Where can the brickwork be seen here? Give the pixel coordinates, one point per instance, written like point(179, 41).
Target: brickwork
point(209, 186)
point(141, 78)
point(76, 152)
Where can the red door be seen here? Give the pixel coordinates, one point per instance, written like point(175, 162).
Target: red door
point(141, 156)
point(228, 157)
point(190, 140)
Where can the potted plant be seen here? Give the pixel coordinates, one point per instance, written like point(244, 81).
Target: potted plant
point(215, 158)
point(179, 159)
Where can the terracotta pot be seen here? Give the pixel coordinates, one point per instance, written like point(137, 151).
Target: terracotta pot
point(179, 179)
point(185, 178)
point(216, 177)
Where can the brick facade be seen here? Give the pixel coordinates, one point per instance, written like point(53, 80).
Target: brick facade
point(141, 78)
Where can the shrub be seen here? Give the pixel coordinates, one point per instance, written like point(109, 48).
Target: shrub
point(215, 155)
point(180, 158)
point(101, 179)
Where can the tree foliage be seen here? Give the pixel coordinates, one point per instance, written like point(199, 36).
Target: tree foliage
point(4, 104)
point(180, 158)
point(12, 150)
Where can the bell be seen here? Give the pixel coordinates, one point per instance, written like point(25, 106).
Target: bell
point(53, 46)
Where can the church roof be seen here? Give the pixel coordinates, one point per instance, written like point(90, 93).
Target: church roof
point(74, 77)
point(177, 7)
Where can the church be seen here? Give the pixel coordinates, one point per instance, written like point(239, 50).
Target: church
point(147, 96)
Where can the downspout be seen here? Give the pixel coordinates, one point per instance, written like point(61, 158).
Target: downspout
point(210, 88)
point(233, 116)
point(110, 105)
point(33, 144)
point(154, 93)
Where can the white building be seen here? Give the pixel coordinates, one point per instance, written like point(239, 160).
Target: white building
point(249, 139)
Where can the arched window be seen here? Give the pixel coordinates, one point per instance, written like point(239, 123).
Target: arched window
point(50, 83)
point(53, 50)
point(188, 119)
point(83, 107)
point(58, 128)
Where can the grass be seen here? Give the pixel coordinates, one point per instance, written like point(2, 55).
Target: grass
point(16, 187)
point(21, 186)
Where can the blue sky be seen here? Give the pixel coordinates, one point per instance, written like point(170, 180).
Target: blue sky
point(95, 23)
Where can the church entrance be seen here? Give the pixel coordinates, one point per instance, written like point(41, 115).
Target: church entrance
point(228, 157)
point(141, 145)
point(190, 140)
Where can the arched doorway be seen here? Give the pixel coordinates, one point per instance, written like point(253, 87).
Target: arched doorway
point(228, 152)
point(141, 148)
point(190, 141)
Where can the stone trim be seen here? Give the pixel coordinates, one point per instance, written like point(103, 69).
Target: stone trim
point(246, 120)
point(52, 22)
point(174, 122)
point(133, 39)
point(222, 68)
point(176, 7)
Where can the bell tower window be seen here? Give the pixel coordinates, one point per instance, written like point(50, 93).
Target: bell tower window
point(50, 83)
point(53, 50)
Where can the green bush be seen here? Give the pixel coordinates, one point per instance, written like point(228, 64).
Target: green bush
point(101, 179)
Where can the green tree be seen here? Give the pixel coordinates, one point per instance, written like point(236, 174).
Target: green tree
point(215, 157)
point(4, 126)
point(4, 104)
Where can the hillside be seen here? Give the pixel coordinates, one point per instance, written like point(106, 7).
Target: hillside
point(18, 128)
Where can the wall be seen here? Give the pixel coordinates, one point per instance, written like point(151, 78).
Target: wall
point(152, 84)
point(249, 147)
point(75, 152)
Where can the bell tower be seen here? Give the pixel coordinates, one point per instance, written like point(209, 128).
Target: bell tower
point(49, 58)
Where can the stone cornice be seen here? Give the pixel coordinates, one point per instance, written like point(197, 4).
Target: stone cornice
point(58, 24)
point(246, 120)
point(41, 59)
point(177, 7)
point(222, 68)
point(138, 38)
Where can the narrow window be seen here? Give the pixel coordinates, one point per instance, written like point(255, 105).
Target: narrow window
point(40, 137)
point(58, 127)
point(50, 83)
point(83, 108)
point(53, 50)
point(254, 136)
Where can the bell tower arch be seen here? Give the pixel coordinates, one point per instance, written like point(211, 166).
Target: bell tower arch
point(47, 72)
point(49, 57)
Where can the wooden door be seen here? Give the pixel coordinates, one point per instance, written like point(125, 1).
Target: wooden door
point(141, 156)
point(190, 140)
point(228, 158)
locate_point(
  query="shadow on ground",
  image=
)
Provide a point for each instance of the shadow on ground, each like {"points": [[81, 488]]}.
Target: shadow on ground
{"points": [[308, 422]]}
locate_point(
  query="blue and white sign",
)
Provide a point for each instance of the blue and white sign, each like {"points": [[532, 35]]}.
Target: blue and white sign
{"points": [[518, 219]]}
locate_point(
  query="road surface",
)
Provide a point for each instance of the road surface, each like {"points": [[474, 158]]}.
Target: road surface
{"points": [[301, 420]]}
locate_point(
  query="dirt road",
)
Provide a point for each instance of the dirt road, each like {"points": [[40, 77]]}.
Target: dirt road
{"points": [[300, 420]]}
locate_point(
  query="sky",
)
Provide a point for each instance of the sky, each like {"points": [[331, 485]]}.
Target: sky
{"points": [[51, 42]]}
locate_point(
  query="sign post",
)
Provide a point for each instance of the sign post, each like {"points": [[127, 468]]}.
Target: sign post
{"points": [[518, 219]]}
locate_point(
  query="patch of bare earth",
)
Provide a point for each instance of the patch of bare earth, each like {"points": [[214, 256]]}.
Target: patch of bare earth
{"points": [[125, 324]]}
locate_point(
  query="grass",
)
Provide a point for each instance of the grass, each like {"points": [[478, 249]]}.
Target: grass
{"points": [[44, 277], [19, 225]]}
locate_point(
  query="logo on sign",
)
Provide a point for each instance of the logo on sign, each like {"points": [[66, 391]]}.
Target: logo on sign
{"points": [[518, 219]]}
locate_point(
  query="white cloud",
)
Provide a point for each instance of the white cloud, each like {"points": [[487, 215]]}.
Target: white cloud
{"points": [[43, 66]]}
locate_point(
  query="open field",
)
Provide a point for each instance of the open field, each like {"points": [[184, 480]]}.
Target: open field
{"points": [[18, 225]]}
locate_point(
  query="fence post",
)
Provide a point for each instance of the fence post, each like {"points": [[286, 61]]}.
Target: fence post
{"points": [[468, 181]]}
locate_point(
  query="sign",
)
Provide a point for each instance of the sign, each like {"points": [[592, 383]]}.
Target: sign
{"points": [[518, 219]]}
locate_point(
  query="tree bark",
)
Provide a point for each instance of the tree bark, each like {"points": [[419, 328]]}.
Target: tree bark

### [Exercise aim]
How many lines of the data contain the string "ground"? Reply with the number alone.

### [Completed task]
3